┌─ TEXTO PARA LEITURA
De facto, dessa relação resulta por um lado que, o trabalhador se obrigava a prestar uma actividade (exercício das funções no âmbito das actividades de exploração dos casinos) ou pelo menos se encontrava à disposição da entidade patronal para o exercício dessa actividade, sob as ordens, directivas e instruções da entidade patronal, e por outro lado que a entidade patronal STDM organizava e dirigia essa actividade a prestar pelo trabalhador, mediante a emissão dessas ordens, directivas e instruções, com vista a um resultado que está fora da relação entre eles travada, que é justamente a exploração dos casinos e obtenção de lucros.
Verificam-se assim os elementos da prestação do trabalhador e a subordinação jurídica.
Quanto ao elemento de retribuição, vimos na matéria de facto assente que em troca da actividade por ele prestada ou da disponibilidade da força do seu trabalho, o trabalhador recebia da entidade patronal STDM, como contrapartida dessa actividade ou disponibilidade uma retribuição pecuniária, consubstanciada no pagamento periódico de uma quantia fixa e de uma outra variável (as gorjetas, qualificadas como parte integrante do salário por razões que se expõem infra)
Verificados os três elementos essenciais de uma relação de trabalho, é evidente que estamos perante um contrato de trabalho celebrado entre a entidade patronal STDM e o trabalhador.
└─
▶ **INSTRUÇÕES E REQUISITOS**: Edite o trecho do texto para leitura que começa nas palavras "Quanto ao elemento" e termina depois de "se expõem infra)", substituindo "quantia fixa" por "importância fixa". Baseie-se exclusivamente no texto para leitura.
┌─ MATERIAL FORNECIDO
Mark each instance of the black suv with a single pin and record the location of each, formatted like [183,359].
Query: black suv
└─
▶ **RESPOSTA AO EXERCÍCIO**:
Quanto ao elemento de retribuição, vimos na matéria de facto assente que em troca da actividade por ele prestada ou da disponibilidade da força do seu trabalho, o trabalhador recebia da entidade patronal STDM, como contrapartida dessa actividade ou disponibilidade uma retribuição pecuniária, consubstanciada no pagamento periódico de uma importância fixa e de uma outra variável (as gorjetas, qualificadas como parte integrante do salário por razões que se expõem infra)